— What you should do —
The answer should consist of every line in the material below that has the word "positive".

— Data in this exercise —
━━━━━━━━━━━━━━━━━━━━━━━━━━━━━━

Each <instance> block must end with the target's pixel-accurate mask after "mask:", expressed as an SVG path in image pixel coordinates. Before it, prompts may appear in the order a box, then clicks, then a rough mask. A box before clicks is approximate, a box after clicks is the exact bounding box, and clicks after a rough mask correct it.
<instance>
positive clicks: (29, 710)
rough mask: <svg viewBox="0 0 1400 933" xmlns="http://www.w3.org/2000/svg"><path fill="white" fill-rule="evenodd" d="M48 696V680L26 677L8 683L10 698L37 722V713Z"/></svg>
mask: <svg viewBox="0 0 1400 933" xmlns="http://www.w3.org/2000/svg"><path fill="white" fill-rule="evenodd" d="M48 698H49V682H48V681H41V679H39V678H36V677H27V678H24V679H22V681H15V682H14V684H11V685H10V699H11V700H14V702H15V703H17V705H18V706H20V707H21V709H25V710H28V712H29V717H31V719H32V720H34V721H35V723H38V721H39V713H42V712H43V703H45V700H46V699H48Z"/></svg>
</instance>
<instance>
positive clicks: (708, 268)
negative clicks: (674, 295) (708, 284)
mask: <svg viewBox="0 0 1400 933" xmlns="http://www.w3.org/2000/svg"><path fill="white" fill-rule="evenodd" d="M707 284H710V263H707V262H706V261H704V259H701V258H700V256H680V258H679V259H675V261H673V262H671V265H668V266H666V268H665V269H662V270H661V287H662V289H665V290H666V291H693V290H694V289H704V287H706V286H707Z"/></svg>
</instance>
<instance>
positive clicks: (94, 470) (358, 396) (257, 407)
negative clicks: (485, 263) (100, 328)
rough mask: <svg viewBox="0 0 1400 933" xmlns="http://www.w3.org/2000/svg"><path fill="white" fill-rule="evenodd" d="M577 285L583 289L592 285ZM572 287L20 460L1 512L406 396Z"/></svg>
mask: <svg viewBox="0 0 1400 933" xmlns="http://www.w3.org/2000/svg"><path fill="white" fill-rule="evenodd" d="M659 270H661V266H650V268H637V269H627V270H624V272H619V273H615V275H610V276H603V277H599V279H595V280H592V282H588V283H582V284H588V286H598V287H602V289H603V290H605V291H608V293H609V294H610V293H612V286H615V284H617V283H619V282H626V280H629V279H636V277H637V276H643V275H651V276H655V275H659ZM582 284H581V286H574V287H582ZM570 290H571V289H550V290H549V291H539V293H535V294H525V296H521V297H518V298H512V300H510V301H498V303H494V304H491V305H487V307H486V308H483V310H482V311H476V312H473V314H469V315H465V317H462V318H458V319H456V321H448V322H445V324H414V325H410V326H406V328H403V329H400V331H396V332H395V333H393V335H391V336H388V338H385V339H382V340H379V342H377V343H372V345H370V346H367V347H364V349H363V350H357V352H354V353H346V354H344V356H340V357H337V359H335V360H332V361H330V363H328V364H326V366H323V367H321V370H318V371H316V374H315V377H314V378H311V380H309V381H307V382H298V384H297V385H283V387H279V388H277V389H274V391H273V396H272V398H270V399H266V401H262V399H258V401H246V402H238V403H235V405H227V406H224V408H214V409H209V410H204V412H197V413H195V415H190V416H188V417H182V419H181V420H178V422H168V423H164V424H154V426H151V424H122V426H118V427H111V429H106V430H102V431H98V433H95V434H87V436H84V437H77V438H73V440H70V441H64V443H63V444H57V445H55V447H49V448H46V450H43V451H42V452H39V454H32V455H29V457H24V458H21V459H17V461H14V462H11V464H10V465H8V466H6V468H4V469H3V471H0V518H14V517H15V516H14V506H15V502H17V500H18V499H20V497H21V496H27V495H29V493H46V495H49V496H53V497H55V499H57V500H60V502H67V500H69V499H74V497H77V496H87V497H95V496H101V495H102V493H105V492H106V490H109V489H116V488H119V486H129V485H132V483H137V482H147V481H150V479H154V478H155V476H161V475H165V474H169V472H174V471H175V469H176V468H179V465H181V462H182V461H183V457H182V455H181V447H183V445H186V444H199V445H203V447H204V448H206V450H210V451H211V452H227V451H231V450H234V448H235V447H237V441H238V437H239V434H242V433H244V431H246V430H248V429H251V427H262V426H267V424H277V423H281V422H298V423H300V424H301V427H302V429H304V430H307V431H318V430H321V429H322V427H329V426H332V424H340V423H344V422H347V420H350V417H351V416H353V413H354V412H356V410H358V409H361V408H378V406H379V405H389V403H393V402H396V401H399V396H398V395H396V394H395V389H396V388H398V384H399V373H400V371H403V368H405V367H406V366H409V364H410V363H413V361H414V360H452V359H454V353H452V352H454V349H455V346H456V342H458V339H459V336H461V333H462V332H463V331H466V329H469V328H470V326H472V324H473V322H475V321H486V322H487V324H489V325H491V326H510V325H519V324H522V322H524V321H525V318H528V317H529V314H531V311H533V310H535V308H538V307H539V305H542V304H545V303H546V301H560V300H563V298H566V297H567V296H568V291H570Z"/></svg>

━━━━━━━━━━━━━━━━━━━━━━━━━━━━━━

— Output of the task —
positive clicks: (29, 710)
positive clicks: (708, 268)
positive clicks: (94, 470) (358, 396) (257, 407)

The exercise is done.